:: TESTO FORNITO

Ma non è il caso di pensarci, oggi, al Liverpool, perché va in scena la Champions ventura in questa trentacinquesima giornata: quella che dobbiamo ancora conquistarci il diritto di disputare. Dei Reds dobbiamo solo nominare un loro tifoso le cui sorti abbiamo tutti a cuore, ossia quel Sean Cox per il quale ogni vero appassionato di calcio in questo momento a modo suo prega.
Frustrare l’agonismo del Chievo, sin da subito: questo il mandato odierno, questo il modo migliore di stemperare la tensione in vista del 2 maggio. La Roma si sveglia subito proprio perché è all’insegna dell’intensità l’inizio degli uomini di Maran, che arrivano per primi alla conclusione con un destro potentissimo di Castro che sfiora il montante.

::::

- **RICHIESTA 1**: Nel testo sulla partita Roma-Chievo, quale giocatore arriva per primo alla conclusione e con quale esito?
- **RICHIESTA 2**: Riprendi il testo su Roma-Chievo dopo l'ultima frase e prosegui la cronaca della partita.

:: DATI FORNITI

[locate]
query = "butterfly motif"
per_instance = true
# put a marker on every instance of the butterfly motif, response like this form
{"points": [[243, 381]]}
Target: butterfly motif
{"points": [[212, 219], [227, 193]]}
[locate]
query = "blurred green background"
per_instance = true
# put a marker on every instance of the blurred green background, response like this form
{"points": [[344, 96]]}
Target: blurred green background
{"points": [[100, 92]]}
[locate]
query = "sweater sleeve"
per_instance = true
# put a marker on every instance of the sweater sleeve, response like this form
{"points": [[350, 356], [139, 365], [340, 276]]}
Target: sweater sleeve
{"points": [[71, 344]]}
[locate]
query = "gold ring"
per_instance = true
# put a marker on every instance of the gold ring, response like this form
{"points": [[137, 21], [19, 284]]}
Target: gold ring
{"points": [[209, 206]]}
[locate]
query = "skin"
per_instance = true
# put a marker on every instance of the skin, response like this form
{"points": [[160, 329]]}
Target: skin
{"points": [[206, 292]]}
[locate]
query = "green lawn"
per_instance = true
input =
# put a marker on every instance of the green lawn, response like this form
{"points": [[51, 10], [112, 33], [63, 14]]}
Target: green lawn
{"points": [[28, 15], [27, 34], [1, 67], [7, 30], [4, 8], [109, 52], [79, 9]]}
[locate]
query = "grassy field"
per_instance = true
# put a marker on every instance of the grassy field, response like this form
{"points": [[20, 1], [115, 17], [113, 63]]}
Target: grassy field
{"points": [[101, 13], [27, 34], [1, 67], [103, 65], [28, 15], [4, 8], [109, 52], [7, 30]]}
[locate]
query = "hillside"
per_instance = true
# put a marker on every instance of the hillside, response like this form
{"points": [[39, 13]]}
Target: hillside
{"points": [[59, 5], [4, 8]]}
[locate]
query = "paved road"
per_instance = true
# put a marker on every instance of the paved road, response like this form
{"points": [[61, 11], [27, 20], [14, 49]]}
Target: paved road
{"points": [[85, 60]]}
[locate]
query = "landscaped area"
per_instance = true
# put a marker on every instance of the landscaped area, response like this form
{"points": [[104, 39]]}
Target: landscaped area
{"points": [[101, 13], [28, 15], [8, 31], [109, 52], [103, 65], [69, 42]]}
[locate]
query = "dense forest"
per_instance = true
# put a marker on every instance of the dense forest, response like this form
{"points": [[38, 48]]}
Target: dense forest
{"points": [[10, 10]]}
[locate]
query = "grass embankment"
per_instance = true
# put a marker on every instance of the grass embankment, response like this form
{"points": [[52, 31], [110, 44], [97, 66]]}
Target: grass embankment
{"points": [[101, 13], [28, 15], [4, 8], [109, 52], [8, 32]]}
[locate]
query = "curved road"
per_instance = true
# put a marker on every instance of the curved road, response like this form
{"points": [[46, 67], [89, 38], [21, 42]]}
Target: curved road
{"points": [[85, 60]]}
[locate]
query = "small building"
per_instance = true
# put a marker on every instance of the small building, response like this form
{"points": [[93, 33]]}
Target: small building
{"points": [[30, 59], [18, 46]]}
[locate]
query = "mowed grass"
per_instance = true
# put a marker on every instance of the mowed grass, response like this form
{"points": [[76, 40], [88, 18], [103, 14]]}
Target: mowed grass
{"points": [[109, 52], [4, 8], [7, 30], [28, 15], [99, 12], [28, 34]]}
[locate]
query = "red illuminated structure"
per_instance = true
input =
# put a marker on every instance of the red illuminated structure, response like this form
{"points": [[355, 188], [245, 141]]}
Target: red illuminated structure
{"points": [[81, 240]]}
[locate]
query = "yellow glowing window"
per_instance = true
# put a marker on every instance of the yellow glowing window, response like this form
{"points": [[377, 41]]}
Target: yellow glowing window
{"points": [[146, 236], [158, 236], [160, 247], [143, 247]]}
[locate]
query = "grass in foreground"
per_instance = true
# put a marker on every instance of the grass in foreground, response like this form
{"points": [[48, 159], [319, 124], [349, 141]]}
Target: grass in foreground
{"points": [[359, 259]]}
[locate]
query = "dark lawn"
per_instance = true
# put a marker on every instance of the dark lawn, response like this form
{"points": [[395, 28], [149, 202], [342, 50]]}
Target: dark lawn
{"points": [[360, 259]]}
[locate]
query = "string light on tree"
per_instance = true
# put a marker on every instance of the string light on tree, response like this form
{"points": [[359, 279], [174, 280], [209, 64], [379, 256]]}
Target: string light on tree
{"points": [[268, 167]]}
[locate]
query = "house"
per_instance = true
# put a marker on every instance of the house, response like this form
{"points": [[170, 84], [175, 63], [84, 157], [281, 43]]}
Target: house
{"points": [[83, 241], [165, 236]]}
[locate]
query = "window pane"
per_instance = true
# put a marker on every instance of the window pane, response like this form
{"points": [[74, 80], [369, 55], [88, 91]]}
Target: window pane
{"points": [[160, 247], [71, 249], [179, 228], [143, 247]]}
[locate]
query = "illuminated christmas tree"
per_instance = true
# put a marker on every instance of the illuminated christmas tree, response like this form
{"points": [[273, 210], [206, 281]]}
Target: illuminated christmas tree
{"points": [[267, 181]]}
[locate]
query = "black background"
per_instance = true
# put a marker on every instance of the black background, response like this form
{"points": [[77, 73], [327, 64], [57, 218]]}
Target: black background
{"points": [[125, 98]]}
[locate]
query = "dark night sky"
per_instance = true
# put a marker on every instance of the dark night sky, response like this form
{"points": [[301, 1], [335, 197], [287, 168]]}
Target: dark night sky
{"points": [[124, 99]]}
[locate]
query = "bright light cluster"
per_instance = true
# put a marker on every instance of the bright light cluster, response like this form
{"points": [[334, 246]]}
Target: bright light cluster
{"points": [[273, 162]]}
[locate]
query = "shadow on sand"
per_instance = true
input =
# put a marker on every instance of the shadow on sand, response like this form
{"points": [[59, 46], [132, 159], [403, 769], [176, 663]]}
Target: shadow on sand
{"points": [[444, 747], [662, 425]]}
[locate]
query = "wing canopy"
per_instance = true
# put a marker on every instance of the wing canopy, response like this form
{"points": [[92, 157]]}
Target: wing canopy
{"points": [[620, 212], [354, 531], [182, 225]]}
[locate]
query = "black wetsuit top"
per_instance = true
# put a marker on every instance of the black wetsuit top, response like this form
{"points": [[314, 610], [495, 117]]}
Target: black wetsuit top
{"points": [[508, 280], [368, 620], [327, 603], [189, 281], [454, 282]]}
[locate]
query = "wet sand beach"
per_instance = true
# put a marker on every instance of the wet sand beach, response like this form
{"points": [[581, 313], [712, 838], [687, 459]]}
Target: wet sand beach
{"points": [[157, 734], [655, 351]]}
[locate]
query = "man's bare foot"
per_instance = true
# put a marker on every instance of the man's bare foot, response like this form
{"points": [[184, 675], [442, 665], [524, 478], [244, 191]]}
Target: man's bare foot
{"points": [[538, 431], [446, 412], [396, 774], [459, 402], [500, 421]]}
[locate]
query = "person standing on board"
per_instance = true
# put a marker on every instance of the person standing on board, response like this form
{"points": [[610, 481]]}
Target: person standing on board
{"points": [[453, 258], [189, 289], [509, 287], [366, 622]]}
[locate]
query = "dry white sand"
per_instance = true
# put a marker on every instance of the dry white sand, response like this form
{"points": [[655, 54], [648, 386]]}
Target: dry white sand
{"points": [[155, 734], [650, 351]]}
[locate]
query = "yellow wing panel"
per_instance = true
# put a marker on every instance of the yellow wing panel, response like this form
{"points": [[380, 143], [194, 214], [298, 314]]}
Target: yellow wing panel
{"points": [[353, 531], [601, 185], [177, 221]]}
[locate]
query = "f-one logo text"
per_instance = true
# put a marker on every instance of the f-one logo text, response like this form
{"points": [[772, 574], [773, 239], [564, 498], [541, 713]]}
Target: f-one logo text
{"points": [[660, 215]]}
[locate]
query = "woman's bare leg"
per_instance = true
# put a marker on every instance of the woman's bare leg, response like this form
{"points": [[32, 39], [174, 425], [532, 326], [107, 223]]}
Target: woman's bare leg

::::

- **RISPOSTA 1**: Castro, con un destro potentissimo che sfiora il montante.

- **RISPOSTA 2**:
È principesco Schick, perché quello vero è così, nel soffiare in rete il diagonale del vantaggio, dopo la percussione di Nainggolan sul lato sinistro, grazie alla quale il pallone giunge al ceco. Ci sarebbe anche il raddoppio di El Shaarawy, ispiratissimo anche lui, con un tacco di innata naturalezza, se non fosse per i millimetri di fuorigioco. Chievo in ritirata ma soglia agonistica che resta elevata, facendosi dura col trascorrere dei minuti: giallo per Kolarov al minuto 24, dopo il contrasto ruvido con Depaoli, che deve abbandonare il campo rilevato da Jaroszynski; ammonito al minuto 28 Hetemaj per un’entrata brutta e scomposta su Bruno Peres.
Un po’ impreciso Dzeko per quanto riguarda la misura di alcune giocate; del resto con lui siamo abituati troppo bene da tempo. Intanto, per l’ennesima volta in questa stagione, con un destro a giro di El Shaarawy, una conclusione romanista ha battuto sul palo; sarebbero due se considerassimo anche una carambola tra Fazio, Sorrentino e l’onnipresente legno.
Ci vorrebbe il raddoppio prima del duplice fischio di Calvarese, anche per amministrare le energie: che dicevamo di Dzeko? Non conta già più, perché il sinistro del bosniaco fa svanire il pallone che Radovanovic sentiva già sulla tomaia dello scarpino. Gol stupendo, per coordinazione e scelta di tempo. Palla recapitatagli da Kolarov, da sinistra.
Si va al riposo così, pancia quasi piena e ancora un po’ di appetito, dopo 2′ di recupero.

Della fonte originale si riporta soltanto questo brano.